Problem description: Convert the data below, from the line containing "of the wooden" up to and including the line containing "Target: wooden trestle bridge", into a Markdown table with the columns Row and Line. Number each row and omit any blank lines.
──────── Supplied data
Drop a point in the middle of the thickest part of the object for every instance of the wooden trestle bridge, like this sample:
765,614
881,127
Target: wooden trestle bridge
────────────────
──────── Supplied data
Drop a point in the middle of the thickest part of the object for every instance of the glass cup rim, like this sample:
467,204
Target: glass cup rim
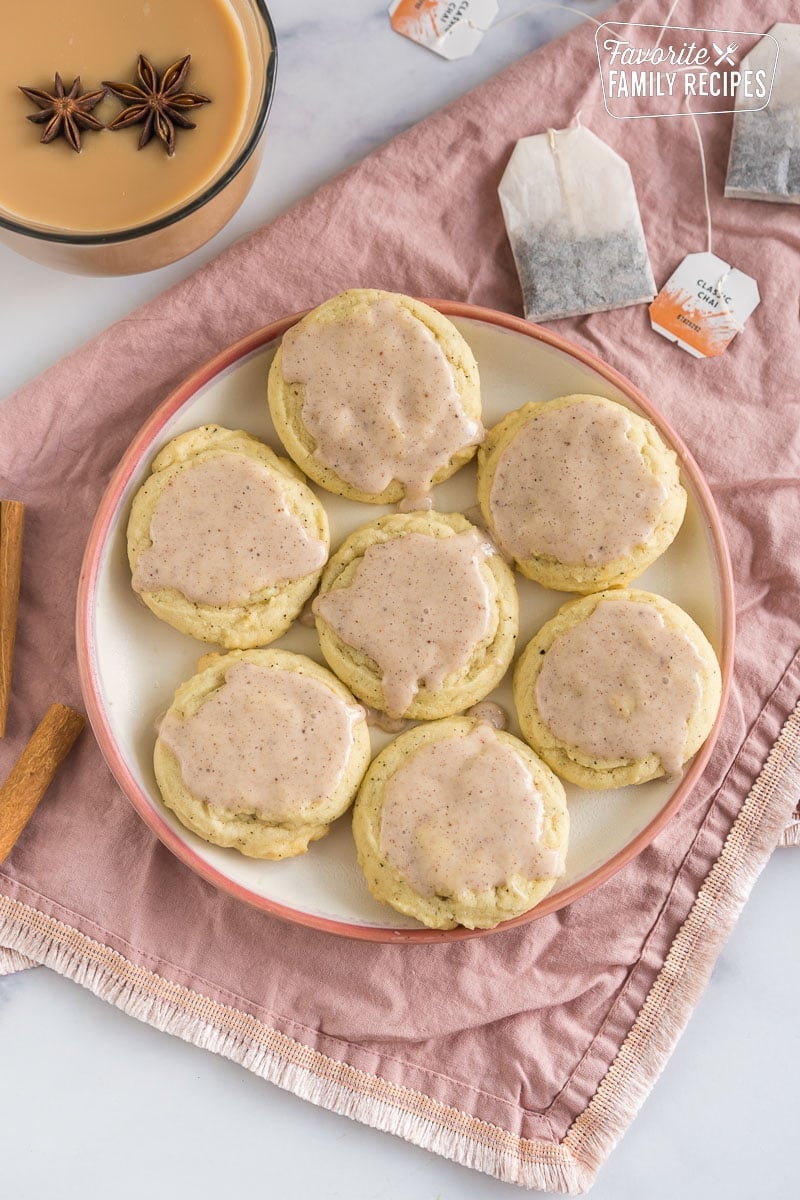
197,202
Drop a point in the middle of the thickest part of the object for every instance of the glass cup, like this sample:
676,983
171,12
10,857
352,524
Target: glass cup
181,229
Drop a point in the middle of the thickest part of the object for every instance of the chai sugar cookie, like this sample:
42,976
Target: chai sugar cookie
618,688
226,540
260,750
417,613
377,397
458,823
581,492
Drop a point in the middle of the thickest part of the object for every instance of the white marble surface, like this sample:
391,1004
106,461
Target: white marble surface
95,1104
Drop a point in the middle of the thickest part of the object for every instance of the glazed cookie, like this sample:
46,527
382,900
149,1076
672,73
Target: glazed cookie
────────────────
Written answer:
| Row | Line |
|---|---|
| 1 | Drop a point in the middle of the thickest part of the object for every instance of the wooden trestle bridge, like this sample: |
| 2 | 765,614 |
| 3 | 881,127 |
| 4 | Target: wooden trestle bridge |